◆ **What to produce**
Lay out the items below as a two-column CSV with the headers "prompt" and "reply", one row per item. Put each item's text and its answer in a single quoted field each, with line breaks replaced by spaces.

◆ **Rows**
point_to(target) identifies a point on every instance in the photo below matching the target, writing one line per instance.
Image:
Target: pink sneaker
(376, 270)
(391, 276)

◆ **Final answer**
prompt,reply
"point_to(target) identifies a point on every instance in the photo below matching the target, writing one line per instance. Image: Target: pink sneaker","(376, 270) (391, 276)"